[Given task a]:
Answer these from the post on firefighter seat belts, one line each:
(i) What is the name of the national line-of-duty death prevention program?
(ii) How do entire fire departments get around the alarm systems that manufacturers install?
(iii) In what region did two unbuckled chiefs die in an apparatus rollover?

[Passage given]:
——————

We recently published a post about the dramatic decline in U.S. fire deaths over the past century. A reader named Tricia Hurlbutt writes in with a related challenge:

I work for the National Fallen Firefighters Foundation, and after years of honoring firefighters who died, our executive director decided to try to change some of the basic cultural problems that are getting our guys killed. We now run a national line-of-duty death prevention program, Everyone Goes Home, and while we are making headway in some areas, we still can’t get firefighters (or their officers) to wear their seat belts.
We have been working on this issue for years, and manufacturers even install alarm systems, but entire fire departments circumvent these by ‘pre-buckling’ before they get in. It’s really a cultural thing … they don’t ‘look cool’ or they are not ‘real firefighters’ if they ride to an incident buckled in. This summer, two chiefs riding together, both unbuckled, died in an apparatus rollover in southwestern Virginia.
We could save a lot of lives if we could figure out exactly what would incentivize firefighters to comply with what are usually mandatory sea tbelt policies. Any ideas?

——————

[Given task b]:
Turn the part of the listing that starts at the line containing "Could you point to the attic" and runs through the listing's final line into a JSON list of strings. Use one string per line and skip any blank lines.

[Exercise data]:
——————

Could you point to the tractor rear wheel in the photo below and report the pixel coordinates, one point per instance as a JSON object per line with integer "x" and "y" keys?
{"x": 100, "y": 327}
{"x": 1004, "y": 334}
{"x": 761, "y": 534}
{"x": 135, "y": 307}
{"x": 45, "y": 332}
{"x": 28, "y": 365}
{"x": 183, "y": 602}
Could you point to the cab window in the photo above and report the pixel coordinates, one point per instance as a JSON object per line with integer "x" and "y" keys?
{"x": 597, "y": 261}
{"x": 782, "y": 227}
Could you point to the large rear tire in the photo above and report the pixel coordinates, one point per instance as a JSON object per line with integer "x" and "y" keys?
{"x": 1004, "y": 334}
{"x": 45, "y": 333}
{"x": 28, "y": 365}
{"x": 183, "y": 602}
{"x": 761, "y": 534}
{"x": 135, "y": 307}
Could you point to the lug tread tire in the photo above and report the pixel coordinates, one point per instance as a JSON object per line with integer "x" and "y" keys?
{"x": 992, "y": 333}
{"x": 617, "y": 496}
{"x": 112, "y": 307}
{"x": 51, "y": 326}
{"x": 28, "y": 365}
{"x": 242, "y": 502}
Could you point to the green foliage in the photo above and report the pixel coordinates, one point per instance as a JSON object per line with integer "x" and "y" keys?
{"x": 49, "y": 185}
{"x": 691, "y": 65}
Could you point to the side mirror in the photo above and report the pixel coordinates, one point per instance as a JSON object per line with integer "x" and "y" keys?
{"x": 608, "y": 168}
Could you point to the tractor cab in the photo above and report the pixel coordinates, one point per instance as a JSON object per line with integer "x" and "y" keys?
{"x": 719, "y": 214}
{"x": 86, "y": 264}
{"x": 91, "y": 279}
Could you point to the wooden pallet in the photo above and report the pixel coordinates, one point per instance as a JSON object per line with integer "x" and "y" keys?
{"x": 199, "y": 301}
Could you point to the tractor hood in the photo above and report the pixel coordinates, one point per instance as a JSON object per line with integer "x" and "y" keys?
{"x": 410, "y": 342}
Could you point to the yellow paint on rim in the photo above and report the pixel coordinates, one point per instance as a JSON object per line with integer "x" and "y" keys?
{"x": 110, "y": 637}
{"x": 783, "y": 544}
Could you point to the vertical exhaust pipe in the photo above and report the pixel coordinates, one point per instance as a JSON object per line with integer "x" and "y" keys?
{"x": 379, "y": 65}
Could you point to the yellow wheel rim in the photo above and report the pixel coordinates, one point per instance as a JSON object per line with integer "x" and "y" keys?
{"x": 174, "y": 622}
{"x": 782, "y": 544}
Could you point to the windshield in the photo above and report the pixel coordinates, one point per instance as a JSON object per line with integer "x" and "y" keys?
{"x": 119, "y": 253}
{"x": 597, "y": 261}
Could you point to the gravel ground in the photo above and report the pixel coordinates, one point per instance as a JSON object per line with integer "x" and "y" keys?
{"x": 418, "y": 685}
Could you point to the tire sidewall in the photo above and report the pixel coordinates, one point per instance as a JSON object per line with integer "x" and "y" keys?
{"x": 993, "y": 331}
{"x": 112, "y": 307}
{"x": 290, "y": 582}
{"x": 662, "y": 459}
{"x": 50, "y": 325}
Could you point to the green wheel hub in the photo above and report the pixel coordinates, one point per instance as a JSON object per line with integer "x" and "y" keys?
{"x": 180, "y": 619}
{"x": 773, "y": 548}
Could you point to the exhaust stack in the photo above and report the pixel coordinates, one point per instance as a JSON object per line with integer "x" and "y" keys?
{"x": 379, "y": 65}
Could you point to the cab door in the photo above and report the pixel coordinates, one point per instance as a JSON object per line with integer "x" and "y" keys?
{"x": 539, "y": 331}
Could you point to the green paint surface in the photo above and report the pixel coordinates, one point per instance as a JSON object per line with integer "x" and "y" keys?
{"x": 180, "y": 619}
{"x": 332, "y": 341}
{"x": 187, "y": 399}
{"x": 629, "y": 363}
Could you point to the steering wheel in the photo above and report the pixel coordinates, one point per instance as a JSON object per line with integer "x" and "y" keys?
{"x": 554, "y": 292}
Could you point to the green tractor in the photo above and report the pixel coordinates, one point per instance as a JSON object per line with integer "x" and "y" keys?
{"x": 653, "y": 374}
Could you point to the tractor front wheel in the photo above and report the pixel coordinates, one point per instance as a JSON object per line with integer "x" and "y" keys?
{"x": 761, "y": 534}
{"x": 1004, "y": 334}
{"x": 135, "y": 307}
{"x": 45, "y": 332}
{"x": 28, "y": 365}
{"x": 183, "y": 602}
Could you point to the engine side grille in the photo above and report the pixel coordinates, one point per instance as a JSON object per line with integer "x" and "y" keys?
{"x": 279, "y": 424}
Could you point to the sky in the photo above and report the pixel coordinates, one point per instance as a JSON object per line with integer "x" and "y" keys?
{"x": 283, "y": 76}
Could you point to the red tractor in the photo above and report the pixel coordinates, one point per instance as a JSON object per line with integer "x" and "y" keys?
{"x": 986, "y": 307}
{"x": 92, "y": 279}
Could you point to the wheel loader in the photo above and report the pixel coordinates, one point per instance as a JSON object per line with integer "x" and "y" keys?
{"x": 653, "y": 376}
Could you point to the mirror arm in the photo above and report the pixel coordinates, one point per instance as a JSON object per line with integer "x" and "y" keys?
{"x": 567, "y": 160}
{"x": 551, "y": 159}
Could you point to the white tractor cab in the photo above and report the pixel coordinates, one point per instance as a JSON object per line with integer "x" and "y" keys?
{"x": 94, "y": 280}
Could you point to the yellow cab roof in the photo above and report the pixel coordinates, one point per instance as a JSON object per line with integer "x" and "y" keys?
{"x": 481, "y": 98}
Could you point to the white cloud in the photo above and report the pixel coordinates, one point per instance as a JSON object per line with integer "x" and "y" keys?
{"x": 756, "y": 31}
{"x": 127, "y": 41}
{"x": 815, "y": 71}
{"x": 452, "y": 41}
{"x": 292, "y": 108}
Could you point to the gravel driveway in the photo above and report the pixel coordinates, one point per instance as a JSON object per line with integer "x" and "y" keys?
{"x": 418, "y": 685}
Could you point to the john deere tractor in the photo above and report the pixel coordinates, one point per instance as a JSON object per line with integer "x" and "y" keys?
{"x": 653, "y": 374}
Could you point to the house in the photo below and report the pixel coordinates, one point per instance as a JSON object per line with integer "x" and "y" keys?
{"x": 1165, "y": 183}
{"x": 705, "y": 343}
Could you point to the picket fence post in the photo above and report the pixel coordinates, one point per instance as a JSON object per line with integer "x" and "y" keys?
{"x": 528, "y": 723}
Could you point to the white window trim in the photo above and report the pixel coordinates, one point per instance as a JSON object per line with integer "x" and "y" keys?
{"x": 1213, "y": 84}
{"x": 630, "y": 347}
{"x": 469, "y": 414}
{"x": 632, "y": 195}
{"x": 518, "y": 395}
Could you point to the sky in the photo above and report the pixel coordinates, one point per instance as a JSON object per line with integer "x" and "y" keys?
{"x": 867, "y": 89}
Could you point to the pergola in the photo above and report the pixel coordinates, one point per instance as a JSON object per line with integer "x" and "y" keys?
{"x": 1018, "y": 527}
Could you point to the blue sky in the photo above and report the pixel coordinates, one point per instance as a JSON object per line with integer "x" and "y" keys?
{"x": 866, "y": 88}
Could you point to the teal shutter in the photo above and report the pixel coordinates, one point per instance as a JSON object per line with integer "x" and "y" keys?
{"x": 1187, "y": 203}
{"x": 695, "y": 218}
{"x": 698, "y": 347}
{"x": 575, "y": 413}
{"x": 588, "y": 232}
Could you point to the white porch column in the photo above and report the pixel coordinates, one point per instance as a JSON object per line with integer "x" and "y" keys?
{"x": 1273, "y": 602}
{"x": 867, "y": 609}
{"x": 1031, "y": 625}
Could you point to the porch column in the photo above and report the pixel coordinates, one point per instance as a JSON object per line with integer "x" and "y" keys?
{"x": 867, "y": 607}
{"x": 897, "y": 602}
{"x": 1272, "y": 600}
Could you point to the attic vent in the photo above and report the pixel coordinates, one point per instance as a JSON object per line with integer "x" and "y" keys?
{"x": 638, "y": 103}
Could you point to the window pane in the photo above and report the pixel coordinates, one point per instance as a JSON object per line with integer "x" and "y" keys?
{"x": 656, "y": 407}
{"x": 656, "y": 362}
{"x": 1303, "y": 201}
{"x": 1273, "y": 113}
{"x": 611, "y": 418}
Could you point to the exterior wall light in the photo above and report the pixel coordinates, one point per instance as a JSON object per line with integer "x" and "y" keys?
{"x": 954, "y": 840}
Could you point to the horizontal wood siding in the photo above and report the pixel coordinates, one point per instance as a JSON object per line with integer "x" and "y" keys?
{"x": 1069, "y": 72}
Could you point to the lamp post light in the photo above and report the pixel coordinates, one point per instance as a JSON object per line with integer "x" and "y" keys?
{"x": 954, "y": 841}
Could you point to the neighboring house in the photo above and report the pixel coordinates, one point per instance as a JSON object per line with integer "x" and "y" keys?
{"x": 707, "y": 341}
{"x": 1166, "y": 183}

——————

[Exercise answer a]:
(i) Everyone Goes Home
(ii) By "pre-buckling" before they get in
(iii) Southwestern Virginia

[Exercise answer b]:
[
  "Could you point to the attic vent in the photo above and report the pixel coordinates, one point per instance as a JSON object per line with integer \"x\" and \"y\" keys?",
  "{\"x\": 638, \"y\": 103}",
  "Could you point to the window pane in the photo above and report the pixel coordinates, one point per instance as a JSON object per line with integer \"x\" and \"y\" keys?",
  "{\"x\": 656, \"y\": 407}",
  "{\"x\": 656, \"y\": 362}",
  "{\"x\": 1303, \"y\": 201}",
  "{\"x\": 1273, \"y\": 113}",
  "{\"x\": 611, \"y\": 418}",
  "Could you point to the exterior wall light in the photo above and report the pixel coordinates, one point per instance as a JSON object per line with integer \"x\" and \"y\" keys?",
  "{\"x\": 954, \"y\": 840}",
  "Could you point to the horizontal wood siding in the photo above and report the pixel coordinates, one point per instance as a JSON object per line with integer \"x\" and \"y\" keys?",
  "{\"x\": 1069, \"y\": 72}",
  "Could you point to the lamp post light in the photo above and report the pixel coordinates, one point per instance as a JSON object per line with integer \"x\" and \"y\" keys?",
  "{\"x\": 954, \"y\": 841}",
  "Could you point to the neighboring house in the photo above and report the pixel coordinates, one point per instance as a JSON object per line with integer \"x\" and \"y\" keys?",
  "{\"x\": 707, \"y\": 341}",
  "{\"x\": 1166, \"y\": 183}"
]